## WRITTEN TASK
Find each line in the records below that contains the word "tent", and copy those lines out.

## Data listing
[Begin]
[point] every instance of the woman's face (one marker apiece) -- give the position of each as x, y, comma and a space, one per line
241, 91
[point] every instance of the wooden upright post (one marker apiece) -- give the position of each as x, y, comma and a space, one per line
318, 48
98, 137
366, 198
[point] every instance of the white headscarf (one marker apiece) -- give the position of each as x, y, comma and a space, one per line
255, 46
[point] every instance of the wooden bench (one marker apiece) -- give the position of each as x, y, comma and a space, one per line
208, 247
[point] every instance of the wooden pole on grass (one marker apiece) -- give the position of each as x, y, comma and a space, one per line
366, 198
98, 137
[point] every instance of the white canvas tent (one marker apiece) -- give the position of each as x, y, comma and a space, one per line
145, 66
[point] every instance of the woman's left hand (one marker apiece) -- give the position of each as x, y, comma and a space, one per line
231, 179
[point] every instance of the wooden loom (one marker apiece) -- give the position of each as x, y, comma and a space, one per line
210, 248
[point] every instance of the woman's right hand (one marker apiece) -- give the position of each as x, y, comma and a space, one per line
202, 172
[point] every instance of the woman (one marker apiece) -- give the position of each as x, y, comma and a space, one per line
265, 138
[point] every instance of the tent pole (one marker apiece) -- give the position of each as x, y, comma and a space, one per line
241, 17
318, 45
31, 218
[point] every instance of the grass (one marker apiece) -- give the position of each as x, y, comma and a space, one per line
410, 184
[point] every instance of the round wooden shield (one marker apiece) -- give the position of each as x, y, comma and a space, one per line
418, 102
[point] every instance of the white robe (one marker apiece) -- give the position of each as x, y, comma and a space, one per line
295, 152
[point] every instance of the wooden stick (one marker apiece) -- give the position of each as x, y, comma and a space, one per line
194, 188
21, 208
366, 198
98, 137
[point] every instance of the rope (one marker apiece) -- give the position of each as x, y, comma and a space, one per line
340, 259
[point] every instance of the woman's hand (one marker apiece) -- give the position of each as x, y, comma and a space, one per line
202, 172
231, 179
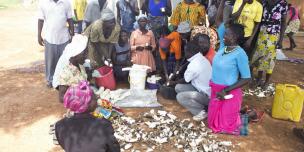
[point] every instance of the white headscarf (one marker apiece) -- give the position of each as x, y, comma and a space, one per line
136, 25
107, 14
77, 46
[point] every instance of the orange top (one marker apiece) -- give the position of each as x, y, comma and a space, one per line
175, 46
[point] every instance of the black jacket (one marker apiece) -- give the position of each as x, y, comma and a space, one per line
84, 133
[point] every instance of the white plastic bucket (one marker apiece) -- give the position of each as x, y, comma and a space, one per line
137, 76
138, 79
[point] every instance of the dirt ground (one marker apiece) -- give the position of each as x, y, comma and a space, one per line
28, 107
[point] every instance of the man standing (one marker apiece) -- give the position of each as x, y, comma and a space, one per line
53, 16
79, 7
93, 11
249, 14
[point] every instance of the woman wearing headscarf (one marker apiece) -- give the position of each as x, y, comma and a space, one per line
142, 43
230, 71
70, 70
158, 12
293, 25
270, 37
82, 131
103, 34
189, 11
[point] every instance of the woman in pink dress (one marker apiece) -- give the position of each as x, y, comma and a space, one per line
142, 43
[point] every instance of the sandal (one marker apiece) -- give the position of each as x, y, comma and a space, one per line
299, 132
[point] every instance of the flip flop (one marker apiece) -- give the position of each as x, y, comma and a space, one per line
259, 116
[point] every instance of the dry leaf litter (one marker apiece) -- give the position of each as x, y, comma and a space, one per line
261, 93
155, 128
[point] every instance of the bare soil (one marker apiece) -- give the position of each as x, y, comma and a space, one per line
28, 107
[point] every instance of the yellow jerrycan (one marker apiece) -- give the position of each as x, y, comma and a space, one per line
288, 102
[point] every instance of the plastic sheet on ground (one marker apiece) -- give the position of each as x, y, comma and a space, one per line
139, 98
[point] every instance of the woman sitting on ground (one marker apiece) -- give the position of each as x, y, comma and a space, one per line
199, 40
270, 37
122, 56
70, 70
293, 25
230, 71
195, 96
142, 43
170, 51
82, 131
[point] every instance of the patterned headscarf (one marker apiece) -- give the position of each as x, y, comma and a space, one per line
77, 98
107, 14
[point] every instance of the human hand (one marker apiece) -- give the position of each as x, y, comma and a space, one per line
221, 95
279, 44
245, 1
149, 47
40, 40
171, 83
139, 48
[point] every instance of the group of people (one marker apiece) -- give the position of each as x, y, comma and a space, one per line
207, 76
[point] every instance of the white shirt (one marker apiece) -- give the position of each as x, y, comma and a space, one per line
55, 17
199, 73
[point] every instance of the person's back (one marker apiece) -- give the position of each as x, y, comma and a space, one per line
294, 13
84, 133
250, 14
93, 10
126, 12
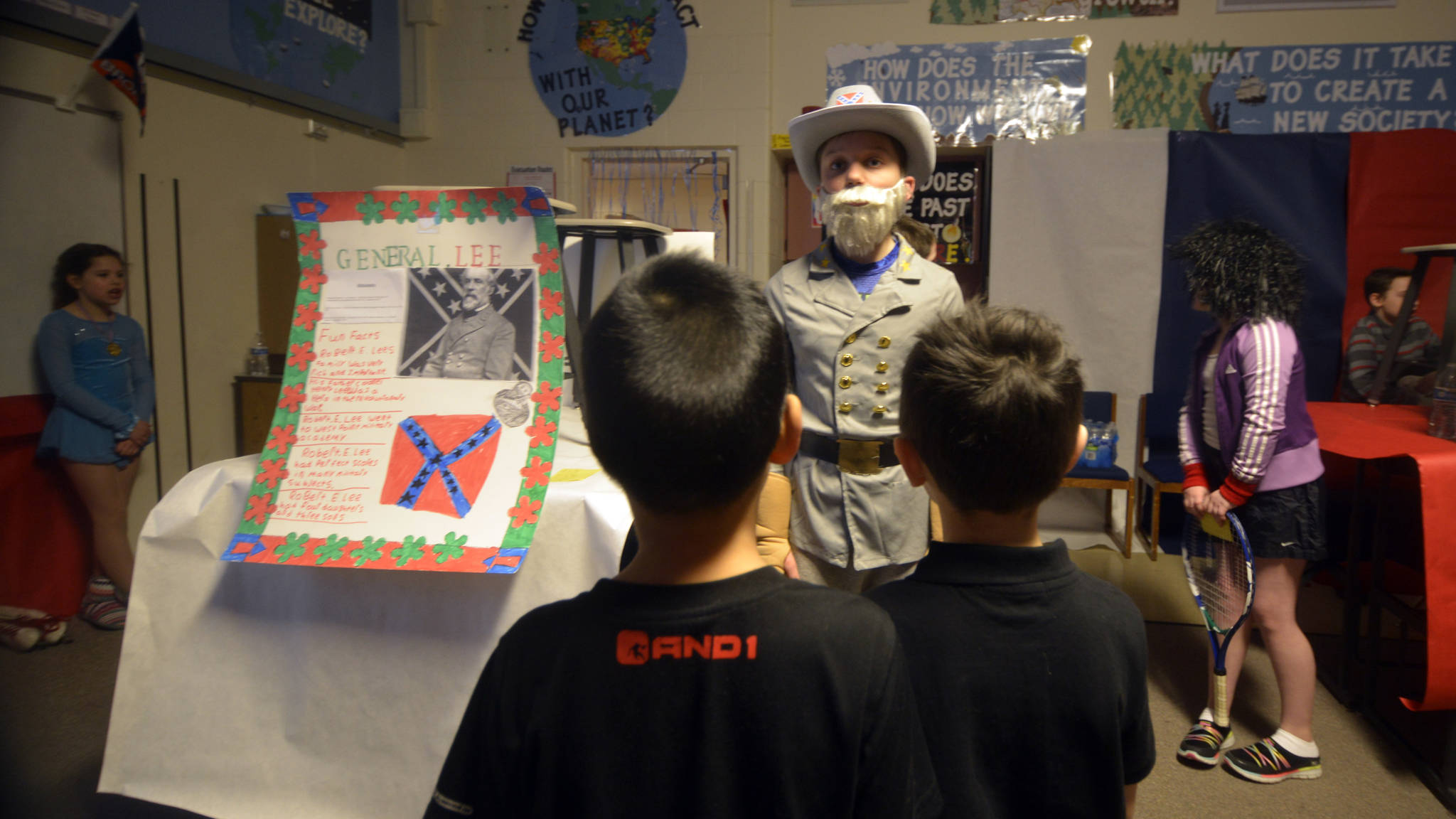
[End]
## ANSWER IN FULL
[point] every instance of the white canvas tent (one marker apiece) -- give the position of each as x, y, comma and a space, one per line
[point] every instance of the tent pole (one marker apiece) -- give the position of each as x, y, comma and a space, one per line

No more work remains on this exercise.